→ Work order
Give back all of the data exactly as it appears here.
══ Provided records
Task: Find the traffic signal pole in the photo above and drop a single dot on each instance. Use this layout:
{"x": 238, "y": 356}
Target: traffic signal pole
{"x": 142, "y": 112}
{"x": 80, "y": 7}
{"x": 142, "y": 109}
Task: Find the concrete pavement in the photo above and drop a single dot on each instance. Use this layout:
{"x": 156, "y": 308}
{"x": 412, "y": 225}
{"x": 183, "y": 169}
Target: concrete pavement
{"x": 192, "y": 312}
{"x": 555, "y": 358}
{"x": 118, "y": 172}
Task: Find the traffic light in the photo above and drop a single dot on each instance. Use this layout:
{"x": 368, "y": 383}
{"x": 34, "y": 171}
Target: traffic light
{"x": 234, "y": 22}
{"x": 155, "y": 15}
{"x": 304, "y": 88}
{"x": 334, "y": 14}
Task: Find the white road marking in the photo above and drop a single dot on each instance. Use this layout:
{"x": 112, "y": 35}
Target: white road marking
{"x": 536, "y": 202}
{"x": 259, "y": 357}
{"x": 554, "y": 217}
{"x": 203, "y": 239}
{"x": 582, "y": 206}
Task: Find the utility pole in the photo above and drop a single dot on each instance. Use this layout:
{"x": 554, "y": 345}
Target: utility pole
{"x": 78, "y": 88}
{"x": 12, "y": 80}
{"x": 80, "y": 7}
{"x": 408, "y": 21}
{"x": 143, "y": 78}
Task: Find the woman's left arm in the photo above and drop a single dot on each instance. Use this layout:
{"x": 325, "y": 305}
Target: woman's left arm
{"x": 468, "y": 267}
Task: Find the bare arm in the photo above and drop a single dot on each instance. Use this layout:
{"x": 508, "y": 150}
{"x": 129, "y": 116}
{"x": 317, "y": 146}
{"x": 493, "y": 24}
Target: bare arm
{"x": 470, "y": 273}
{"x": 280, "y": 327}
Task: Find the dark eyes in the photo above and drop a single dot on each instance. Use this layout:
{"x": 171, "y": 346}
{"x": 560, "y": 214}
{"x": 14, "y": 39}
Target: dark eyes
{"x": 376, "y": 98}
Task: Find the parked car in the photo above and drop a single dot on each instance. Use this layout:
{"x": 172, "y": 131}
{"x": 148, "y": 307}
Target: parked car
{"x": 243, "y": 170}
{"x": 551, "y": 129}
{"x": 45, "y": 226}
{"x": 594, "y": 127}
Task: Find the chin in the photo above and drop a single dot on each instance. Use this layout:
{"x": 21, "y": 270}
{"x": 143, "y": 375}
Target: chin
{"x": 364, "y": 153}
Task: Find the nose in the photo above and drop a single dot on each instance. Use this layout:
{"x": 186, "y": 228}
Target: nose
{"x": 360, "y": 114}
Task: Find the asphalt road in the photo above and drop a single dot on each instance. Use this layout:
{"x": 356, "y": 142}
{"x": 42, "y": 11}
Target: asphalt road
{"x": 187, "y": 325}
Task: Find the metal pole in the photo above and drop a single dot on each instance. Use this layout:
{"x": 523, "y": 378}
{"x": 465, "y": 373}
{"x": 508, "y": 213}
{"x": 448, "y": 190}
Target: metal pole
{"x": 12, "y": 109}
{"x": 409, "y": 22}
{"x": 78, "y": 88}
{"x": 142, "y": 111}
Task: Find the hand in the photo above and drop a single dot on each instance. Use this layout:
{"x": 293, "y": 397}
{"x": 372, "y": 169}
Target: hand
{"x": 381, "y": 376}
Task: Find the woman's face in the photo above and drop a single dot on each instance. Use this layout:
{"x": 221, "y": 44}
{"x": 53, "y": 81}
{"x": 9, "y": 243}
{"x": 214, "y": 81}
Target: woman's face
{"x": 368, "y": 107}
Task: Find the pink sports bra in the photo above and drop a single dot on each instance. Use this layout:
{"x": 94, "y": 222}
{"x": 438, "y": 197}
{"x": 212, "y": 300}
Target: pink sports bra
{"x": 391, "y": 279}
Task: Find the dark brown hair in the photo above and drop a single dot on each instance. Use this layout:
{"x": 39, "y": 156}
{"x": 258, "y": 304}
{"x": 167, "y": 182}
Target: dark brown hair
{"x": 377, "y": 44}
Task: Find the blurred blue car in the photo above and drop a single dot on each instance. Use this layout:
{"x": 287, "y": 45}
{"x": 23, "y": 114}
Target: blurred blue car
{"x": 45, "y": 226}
════
→ Exercise output
Task: Find the traffic signal pole in the photo above and drop a single dot on each instance. Use this layout:
{"x": 238, "y": 356}
Target: traffic signal pole
{"x": 142, "y": 112}
{"x": 80, "y": 7}
{"x": 142, "y": 109}
Task: Find the concrete pavement in the photo above and drop a single dot on each instance. Use this layout:
{"x": 156, "y": 308}
{"x": 412, "y": 225}
{"x": 183, "y": 169}
Target: concrete pavement
{"x": 192, "y": 312}
{"x": 555, "y": 358}
{"x": 118, "y": 172}
Task: Find the traffic light in the photo above and drop a single dot on each instance. Use this layout:
{"x": 368, "y": 383}
{"x": 34, "y": 171}
Target: traffic light
{"x": 234, "y": 22}
{"x": 155, "y": 15}
{"x": 304, "y": 88}
{"x": 334, "y": 14}
Task: Find the white road marking in the photo above and drop a single dot on each instance. Use this layout:
{"x": 112, "y": 35}
Target: white road marking
{"x": 536, "y": 202}
{"x": 259, "y": 357}
{"x": 554, "y": 217}
{"x": 203, "y": 239}
{"x": 582, "y": 206}
Task: Find the utility pole in the photo above and drop a single dot on each instance. Use this layout:
{"x": 554, "y": 345}
Target: utility pole
{"x": 78, "y": 88}
{"x": 12, "y": 80}
{"x": 80, "y": 7}
{"x": 408, "y": 21}
{"x": 143, "y": 78}
Task: Find the woman's left arm in the photo above and drop a single dot on each instance. Use this layout:
{"x": 325, "y": 305}
Target: woman's left arm
{"x": 468, "y": 267}
Task: Find the bare arm in the photo above and drop a single dot on each instance. Use this layout:
{"x": 508, "y": 150}
{"x": 129, "y": 116}
{"x": 317, "y": 146}
{"x": 493, "y": 24}
Target: bare arm
{"x": 470, "y": 273}
{"x": 280, "y": 327}
Task: Find the dark eyes in the photo above and drop a single dot on each instance. Use this layout:
{"x": 171, "y": 346}
{"x": 560, "y": 214}
{"x": 14, "y": 39}
Target: dark eyes
{"x": 376, "y": 98}
Task: Find the parked car in the photo above and drop a single dot on each instance. Use this layout:
{"x": 172, "y": 131}
{"x": 148, "y": 307}
Target: parked car
{"x": 243, "y": 170}
{"x": 551, "y": 129}
{"x": 45, "y": 226}
{"x": 594, "y": 127}
Task: Find the chin in the photo above and drop a single dot on each instance. Use this layout:
{"x": 21, "y": 270}
{"x": 143, "y": 375}
Target: chin
{"x": 364, "y": 153}
Task: Find the nose in the photo above and drop a single dot on each instance. Use this layout:
{"x": 186, "y": 228}
Target: nose
{"x": 360, "y": 114}
Task: Find the asphalt road in the photo above and drop a single dot on each instance. Use this layout:
{"x": 356, "y": 142}
{"x": 42, "y": 11}
Target: asphalt road
{"x": 187, "y": 325}
Task: Find the metal pole in the photo above and drop a single dot on each instance. Use this layout:
{"x": 523, "y": 378}
{"x": 465, "y": 373}
{"x": 508, "y": 213}
{"x": 448, "y": 190}
Target: metal pole
{"x": 12, "y": 109}
{"x": 409, "y": 22}
{"x": 78, "y": 88}
{"x": 142, "y": 111}
Task: Find the hand in the photo above and drop a single dot on each instance. Use this layout:
{"x": 293, "y": 397}
{"x": 372, "y": 169}
Target: hand
{"x": 381, "y": 376}
Task: Find the woman's face in the photo above and drop a single dot on each instance. Use this layout:
{"x": 221, "y": 44}
{"x": 53, "y": 81}
{"x": 9, "y": 243}
{"x": 214, "y": 81}
Target: woman's face
{"x": 368, "y": 107}
Task: Find the pink sports bra in the photo above and drop a single dot on each instance. Use this layout:
{"x": 94, "y": 222}
{"x": 438, "y": 197}
{"x": 212, "y": 300}
Target: pink sports bra
{"x": 391, "y": 279}
Task: Find the dark brown hair in the photo above and drop a single dot on each instance. Use this layout:
{"x": 39, "y": 156}
{"x": 258, "y": 304}
{"x": 167, "y": 182}
Target: dark brown hair
{"x": 377, "y": 44}
Task: Find the blurred blue car in the photo above and drop a single dot on each instance. Use this layout:
{"x": 287, "y": 45}
{"x": 23, "y": 114}
Target: blurred blue car
{"x": 45, "y": 226}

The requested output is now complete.